╔══

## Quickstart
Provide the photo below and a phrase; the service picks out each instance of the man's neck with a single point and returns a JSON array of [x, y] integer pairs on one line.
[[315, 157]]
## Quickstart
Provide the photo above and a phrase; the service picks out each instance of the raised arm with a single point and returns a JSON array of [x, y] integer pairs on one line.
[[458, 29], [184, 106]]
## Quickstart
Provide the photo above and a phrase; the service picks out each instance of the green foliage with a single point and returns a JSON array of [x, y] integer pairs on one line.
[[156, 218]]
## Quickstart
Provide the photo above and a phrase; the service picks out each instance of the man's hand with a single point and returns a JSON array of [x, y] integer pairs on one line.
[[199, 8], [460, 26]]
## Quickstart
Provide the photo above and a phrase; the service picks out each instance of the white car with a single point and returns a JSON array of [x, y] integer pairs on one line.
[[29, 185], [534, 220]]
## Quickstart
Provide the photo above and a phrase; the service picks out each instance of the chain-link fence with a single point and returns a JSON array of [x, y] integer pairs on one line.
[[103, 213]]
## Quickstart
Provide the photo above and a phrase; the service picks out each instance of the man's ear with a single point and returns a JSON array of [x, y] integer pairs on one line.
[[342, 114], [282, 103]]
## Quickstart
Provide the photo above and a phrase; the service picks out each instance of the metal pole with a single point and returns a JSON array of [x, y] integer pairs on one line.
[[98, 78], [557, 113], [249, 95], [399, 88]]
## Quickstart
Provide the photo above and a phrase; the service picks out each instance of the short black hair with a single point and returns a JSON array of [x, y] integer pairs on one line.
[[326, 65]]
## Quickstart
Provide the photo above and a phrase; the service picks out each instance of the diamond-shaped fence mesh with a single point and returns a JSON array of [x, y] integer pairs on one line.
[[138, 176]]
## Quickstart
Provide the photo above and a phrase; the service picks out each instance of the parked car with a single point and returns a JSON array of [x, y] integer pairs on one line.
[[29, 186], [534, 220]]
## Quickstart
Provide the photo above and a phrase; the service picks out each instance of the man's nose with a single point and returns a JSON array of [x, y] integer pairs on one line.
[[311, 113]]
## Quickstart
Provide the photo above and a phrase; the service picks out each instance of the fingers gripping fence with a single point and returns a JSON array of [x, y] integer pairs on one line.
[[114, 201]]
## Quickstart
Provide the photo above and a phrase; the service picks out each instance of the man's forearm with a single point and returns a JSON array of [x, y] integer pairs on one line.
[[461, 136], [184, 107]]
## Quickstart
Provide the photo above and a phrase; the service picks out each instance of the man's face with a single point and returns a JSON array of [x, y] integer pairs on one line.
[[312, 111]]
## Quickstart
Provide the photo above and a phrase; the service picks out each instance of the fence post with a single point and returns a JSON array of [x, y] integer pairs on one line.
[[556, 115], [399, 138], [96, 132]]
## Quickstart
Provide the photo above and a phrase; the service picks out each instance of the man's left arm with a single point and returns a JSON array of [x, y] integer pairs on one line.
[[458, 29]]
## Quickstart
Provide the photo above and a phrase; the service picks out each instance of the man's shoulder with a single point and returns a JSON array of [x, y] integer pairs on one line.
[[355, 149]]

╚══

### What the task requires
Every line above needs to be retyped exactly.

### Task response
## Quickstart
Provide the photo below and a phrase; the service picks out each instance of the man's neck with a single point and returns a JSON array of [x, y] integer pairs on one line.
[[315, 157]]
## Quickstart
Provide the photo above and a phrase; the service picks out each instance of the raised arm with a single point and returns a JSON array of [x, y] integer pairs on one line.
[[458, 29], [184, 106]]
## Quickstart
Provide the photo above and a phrase; the service picks out each instance of the green foliage with a single point and returns a JSON array of [x, y] integer pairs on one line.
[[156, 218]]
## Quickstart
Provide the photo above and a phrase; the service picks out each instance of the man's hand with a single point and returns a JSON array of [x, y] integer pairs on one line.
[[199, 8], [460, 26]]
## Quickstart
Provide the photo above and a phrase; the service picks out each instance of the white car with a single point and returns a JSON array of [x, y] integer pairs on one line.
[[29, 185], [534, 220]]
## Quickstart
Provide the photo above and a phrase; the service picks out each instance of the chain-link fence with a single point and returns a JSON array of [x, y] integer pairs on one line.
[[103, 213]]
## Quickstart
Provide the photo above and a phrase; the service picks out each instance of the man's ear with a single point and returns a JSON array of [x, y] integer pairs on one line.
[[342, 114], [282, 103]]
## Quickstart
Provide the photo above and a phrase; the service picks out each instance of the metal pole with a single point and returns a JSON array of [x, y] integer pairs on one line.
[[98, 78], [557, 113], [249, 95], [399, 88]]
## Quickstart
Provide the photo above and a phrase; the service picks out each instance of the short black hair with a single point and returns a JSON array of [x, y] integer pairs on one line.
[[326, 65]]
## Quickstart
Provide the photo above and a phrase; the service picks out each instance of the diamond-shaped fence mesh with a single point and returns a JSON array of [x, y] integer pairs on one line.
[[138, 176]]
## Quickstart
Provide the photo above and a phrase; the service picks out each instance of the parked car with a single point and returns a JSON array of [x, y] integer pairs on one line.
[[29, 186], [534, 220]]
## Quickstart
Provide the photo above and a phrase; the service picks out each instance of the man's nose with a single point and returns a JSON array of [x, y] integer pairs on one line.
[[311, 113]]
## Quickstart
Provide the photo above and a phrase; the service picks out each instance of the fingers gripping fence with a single point and returns a JSON array of [x, y] integer pairs on one line.
[[114, 201]]
## Quickstart
Provide the photo above and a phrase; the service picks out each instance of the man's forearm with a single point and returns a JSON array of [x, y] integer pairs on one line.
[[461, 136], [184, 107]]
## Quickstart
Provide the photo above and a phrase; the service picks out each instance of the man's face with a single point and returns a JSON array of [x, y] integer pairs on one line.
[[312, 111]]
## Quickstart
Provide the photo above and a phrase; the service picks out each instance of the fence post with a single point and returns a JSON array of [x, y] integer pairs on one line.
[[556, 115], [399, 138], [96, 132]]
## Quickstart
Provide the photo above and a phrase; the service picks out each instance of the man's left arm with a single point and returns a JSON array of [x, y] integer pairs on one line.
[[458, 29]]
## Quickstart
Provide the photo above and a phrase; the service picks out each instance of the man's shoulder with a single point and returns a JSON array of [x, y] integer pairs on one line.
[[355, 149]]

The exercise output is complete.